▸ **THE TASK**
Reproduce verbatim the line where "Target: water reflection" occurs, along with all following lines down to the last line of the data.

Point localization data
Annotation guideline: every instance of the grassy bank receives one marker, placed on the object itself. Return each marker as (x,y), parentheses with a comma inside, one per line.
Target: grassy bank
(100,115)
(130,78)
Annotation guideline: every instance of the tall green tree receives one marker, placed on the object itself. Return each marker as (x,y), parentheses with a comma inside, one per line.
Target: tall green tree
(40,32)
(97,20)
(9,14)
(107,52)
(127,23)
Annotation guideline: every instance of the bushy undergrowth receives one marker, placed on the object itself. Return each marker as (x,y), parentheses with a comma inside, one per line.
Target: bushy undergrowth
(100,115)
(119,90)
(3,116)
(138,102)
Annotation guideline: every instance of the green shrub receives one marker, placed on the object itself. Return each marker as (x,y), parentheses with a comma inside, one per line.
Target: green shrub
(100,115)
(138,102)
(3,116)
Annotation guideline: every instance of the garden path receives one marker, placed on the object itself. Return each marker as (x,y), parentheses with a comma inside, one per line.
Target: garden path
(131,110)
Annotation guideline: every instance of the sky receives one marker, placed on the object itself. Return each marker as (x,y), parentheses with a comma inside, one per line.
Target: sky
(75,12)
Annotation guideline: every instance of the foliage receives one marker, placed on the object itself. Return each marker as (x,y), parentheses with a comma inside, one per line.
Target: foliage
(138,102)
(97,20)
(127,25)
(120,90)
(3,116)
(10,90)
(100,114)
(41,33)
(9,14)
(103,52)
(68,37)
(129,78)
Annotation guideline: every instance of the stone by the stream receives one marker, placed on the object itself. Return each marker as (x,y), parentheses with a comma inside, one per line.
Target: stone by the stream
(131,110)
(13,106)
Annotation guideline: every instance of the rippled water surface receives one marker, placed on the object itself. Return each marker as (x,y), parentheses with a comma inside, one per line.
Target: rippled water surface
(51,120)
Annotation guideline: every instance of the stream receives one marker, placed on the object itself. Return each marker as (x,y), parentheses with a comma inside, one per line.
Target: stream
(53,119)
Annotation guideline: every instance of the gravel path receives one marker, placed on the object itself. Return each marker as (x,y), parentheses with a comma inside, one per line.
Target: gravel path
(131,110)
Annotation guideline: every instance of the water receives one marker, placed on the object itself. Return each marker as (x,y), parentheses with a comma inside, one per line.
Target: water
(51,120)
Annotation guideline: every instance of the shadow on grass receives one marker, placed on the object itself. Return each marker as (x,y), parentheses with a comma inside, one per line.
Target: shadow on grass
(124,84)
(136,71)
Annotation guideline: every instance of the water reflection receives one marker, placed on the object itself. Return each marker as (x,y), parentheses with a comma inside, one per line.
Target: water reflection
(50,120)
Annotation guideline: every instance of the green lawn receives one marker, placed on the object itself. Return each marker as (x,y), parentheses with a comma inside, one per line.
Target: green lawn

▸ **ANSWER TO THIS PROBLEM**
Target: water reflection
(50,120)
Annotation guideline: every instance of the green lawn receives one marker, placed on the object itself. Return each marker as (x,y), parentheses with a comma inside, one per line.
Target: green lawn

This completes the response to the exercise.